- _Yönergeler_
a. Hilafet bayrağı yazısında "Faik Bulut Independent" sözcüklerini içeren yerle açılıp "hilafet-cumhuriyet düellosuna dönüştü." ile kapanan bölümü, "yürüyüşünde" yerine "mitinginde" koyarak düzenleyiniz ve yeniden yazınız.
b. Hilafet bayrağı yazısına göre "hilafet bayrağı" tartışmalarını hangi olayın başlattığını bir ila üç cümleyle açıklayınız.
c. Hilafet bayrağı yazısını, kaldığı yerden devam ettirerek sürdürünüz.

- _Metin Bölümü_
....................
Hilafet bayrağı: Peygamber devrinde kullanılan sancak yeşil miydi ve üstünde hilal var mıydı? (1)

Faik Bulut Independent Türkçe için yazdı

İstanbul'da 1 Ocak 2024'te düzenlenen "Şehitlerimize Rahmet, Filistin'e Destek, İsrail'e Lanet" yürüyüşünde üzerinde "kelime-i tevhid" yazılı bayrak taşıyan kişiye saldırılmasıyla başlayan "hilafet bayrağı" tartışmaları giderek hilafet-cumhuriyet düellosuna dönüştü.
....................
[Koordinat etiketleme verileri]
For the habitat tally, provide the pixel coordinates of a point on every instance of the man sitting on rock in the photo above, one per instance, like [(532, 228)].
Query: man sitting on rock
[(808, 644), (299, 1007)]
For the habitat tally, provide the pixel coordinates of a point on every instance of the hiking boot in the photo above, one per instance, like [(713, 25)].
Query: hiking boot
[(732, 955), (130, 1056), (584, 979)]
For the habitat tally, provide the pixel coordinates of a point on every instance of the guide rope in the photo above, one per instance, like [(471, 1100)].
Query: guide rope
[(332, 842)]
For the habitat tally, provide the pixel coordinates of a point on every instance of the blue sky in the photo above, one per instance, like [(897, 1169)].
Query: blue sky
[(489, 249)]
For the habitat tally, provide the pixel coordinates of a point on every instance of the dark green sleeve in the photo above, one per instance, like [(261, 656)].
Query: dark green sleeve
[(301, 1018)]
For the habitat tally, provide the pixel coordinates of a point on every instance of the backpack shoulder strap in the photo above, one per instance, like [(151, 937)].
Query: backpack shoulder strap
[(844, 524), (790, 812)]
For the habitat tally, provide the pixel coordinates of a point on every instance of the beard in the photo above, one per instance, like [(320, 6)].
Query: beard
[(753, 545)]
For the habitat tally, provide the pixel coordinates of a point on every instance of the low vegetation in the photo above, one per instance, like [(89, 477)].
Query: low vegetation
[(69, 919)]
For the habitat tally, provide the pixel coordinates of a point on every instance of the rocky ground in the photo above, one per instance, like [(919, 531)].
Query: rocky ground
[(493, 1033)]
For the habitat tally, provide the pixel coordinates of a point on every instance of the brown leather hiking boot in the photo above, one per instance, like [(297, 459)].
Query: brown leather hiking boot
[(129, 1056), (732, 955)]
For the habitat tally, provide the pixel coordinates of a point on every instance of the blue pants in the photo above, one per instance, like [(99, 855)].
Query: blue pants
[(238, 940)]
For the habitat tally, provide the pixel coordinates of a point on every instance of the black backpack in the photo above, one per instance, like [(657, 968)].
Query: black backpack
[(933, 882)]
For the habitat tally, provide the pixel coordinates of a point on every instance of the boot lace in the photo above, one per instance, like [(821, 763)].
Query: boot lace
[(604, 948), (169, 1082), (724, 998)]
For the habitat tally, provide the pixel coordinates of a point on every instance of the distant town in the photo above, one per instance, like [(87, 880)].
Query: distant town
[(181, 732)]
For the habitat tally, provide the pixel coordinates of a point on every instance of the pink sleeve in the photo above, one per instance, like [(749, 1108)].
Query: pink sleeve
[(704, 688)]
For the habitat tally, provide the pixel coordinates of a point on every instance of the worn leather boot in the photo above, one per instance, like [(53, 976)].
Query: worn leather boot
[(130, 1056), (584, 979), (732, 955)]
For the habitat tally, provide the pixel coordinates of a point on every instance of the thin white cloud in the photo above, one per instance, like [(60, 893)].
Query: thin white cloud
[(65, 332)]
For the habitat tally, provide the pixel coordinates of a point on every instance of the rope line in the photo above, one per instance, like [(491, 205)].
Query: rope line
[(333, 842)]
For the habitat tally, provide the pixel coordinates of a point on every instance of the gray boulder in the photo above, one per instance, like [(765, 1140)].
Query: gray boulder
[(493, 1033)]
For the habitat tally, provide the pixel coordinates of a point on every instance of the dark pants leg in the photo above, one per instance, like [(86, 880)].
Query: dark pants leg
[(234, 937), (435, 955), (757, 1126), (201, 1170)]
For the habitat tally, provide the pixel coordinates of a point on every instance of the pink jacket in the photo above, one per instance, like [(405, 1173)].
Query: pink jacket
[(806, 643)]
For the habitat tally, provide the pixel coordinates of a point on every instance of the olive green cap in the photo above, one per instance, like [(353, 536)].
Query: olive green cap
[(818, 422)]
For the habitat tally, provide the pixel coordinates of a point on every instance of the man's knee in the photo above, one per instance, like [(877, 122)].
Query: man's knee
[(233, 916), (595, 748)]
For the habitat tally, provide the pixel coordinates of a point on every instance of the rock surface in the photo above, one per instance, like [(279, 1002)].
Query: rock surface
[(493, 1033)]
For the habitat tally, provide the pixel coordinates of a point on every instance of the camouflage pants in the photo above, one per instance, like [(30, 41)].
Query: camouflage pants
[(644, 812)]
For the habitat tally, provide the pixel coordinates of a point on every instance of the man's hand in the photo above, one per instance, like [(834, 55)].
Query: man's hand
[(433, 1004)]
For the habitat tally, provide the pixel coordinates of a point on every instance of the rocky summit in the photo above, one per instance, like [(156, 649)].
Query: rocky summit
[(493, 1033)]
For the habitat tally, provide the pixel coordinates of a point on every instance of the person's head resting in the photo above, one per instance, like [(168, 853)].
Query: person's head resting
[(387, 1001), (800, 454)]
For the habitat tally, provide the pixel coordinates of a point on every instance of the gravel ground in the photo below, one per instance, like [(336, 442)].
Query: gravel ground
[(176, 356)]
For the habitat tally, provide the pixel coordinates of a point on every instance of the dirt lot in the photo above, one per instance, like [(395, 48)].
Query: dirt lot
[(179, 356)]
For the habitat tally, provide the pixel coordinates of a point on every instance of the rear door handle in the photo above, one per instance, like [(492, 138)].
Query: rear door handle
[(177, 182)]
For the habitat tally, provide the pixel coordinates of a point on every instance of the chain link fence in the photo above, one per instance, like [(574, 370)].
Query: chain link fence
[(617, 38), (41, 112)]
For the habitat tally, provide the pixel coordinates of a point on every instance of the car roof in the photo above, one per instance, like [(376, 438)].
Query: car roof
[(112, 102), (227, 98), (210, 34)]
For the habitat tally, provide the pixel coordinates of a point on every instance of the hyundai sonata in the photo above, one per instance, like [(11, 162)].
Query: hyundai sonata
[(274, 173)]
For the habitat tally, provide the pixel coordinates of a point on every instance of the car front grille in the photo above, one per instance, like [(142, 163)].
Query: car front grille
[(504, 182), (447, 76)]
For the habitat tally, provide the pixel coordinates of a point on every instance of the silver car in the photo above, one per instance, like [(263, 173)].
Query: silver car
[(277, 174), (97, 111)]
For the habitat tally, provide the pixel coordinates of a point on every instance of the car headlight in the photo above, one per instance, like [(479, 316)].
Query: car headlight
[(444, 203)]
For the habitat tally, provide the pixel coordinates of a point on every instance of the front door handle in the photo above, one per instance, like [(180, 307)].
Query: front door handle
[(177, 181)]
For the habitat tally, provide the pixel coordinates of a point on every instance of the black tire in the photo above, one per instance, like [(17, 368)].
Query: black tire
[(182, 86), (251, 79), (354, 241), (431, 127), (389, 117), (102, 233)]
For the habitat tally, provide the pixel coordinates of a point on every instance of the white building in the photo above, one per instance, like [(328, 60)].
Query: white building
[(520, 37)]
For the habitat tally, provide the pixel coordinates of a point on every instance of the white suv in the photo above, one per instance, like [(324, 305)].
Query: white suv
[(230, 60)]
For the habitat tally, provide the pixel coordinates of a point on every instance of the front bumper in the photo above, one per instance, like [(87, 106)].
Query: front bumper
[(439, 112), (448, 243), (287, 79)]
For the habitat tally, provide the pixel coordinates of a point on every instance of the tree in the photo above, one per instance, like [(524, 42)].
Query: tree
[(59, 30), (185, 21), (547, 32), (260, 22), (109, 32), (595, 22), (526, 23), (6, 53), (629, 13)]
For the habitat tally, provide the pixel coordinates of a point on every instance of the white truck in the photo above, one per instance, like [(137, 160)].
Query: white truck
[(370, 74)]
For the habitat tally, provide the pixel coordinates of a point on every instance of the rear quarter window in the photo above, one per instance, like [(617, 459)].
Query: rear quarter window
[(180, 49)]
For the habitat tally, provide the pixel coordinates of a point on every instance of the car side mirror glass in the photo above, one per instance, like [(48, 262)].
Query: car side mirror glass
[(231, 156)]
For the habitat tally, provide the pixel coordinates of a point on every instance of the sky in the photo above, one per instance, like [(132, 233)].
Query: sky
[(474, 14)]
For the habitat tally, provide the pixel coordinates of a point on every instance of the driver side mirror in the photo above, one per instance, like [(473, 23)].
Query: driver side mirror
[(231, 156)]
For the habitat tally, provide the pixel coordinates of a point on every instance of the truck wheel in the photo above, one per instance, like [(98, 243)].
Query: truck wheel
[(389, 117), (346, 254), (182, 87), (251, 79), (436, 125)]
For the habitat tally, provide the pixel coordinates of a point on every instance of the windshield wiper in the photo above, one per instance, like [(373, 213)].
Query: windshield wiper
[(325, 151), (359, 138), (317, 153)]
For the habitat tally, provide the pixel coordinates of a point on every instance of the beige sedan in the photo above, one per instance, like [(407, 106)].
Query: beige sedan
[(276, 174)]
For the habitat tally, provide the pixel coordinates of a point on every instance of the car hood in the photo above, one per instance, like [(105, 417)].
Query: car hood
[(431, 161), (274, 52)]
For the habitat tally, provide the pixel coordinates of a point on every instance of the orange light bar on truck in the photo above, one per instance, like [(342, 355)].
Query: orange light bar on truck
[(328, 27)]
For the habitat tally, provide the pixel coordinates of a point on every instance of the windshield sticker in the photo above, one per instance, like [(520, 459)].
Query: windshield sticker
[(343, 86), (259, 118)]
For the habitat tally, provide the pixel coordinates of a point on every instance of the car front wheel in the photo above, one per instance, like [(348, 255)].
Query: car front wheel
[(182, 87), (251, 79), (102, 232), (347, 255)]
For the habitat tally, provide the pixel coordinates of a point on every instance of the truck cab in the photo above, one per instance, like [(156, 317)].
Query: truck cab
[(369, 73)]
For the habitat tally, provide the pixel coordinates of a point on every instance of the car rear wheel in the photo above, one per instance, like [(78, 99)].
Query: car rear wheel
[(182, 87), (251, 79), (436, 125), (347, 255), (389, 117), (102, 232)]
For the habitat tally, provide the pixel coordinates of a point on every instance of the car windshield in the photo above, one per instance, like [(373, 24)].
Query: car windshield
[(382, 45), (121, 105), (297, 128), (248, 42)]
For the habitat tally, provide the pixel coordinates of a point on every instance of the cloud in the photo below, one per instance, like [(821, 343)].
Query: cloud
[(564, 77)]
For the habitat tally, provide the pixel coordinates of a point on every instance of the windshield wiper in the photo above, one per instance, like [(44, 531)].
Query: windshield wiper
....................
- _Görevlerin Yanıtları_
a.
Faik Bulut Independent Türkçe için yazdı

İstanbul'da 1 Ocak 2024'te düzenlenen "Şehitlerimize Rahmet, Filistin'e Destek, İsrail'e Lanet" mitinginde üzerinde "kelime-i tevhid" yazılı bayrak taşıyan kişiye saldırılmasıyla başlayan "hilafet bayrağı" tartışmaları giderek hilafet-cumhuriyet düellosuna dönüştü.

b. Tartışmalar, İstanbul'da 1 Ocak 2024'te düzenlenen "Şehitlerimize Rahmet, Filistin'e Destek, İsrail'e Lanet" yürüyüşünde, üzerinde "kelime-i tevhid" yazılı bayrak taşıyan kişiye saldırılmasıyla başladı. Bu tartışmalar daha sonra giderek bir hilafet-cumhuriyet düellosuna dönüştü.

c.
Ankara Barosu, İstanbul Galata Köprüsü'ndeki yürüyüşte hilafet bayrağı açanlar hakkında suç duyurusunda bulundu.jpg
Ankara Barosu, İstanbul Galata Köprüsü'ndeki yürüyüşte hilafet bayrağı açanlar hakkında suç duyurusunda bulundu

 

İki ayrı uçtan iki örnek verelim:

Laik kesimden gazeteci-yazar Soner Yalçın makalesinde, "Bugünlerde ülke gündemine 'hilafet isteriz' söylemi sokuldu!.. Halifelik merkezli din-iktidar ilişkisi özünde ilahiyatın değil, siyasetin konusudur!" 1 diyerek hilafet bayrağı açanları eleştiriyordu.

Türk-İslamcı Büyük Birlik Partisi'nin Genel Başkanı Mustafa Destici de İstanbul'da gerçekleştirilen yürüyüşün ardından elinde Tevhid bayrağı olan bir kişiye yumruk atılmasıyla ilgili açıklama yaptı ve şöyle dedi:

Buradan açıkça ilan ediyoruz. Biz ne ay yıldızlı al bayrağımızdan vazgeçeriz, ne de Tevhid bayrağımızdan geçeriz.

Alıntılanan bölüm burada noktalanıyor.